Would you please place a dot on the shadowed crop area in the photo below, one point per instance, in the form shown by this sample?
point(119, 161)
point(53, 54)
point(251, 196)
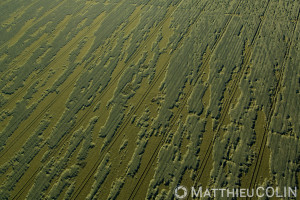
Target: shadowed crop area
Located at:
point(128, 99)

- [What the task requires]
Extract every line in the entries above that contains the string "point", treating uppercase and lowercase letters as different.

- [The response]
Would you please place a dot on the shadowed crop area in the photo below, one point per instance, in the form shown by this sample?
point(119, 161)
point(53, 54)
point(251, 196)
point(128, 99)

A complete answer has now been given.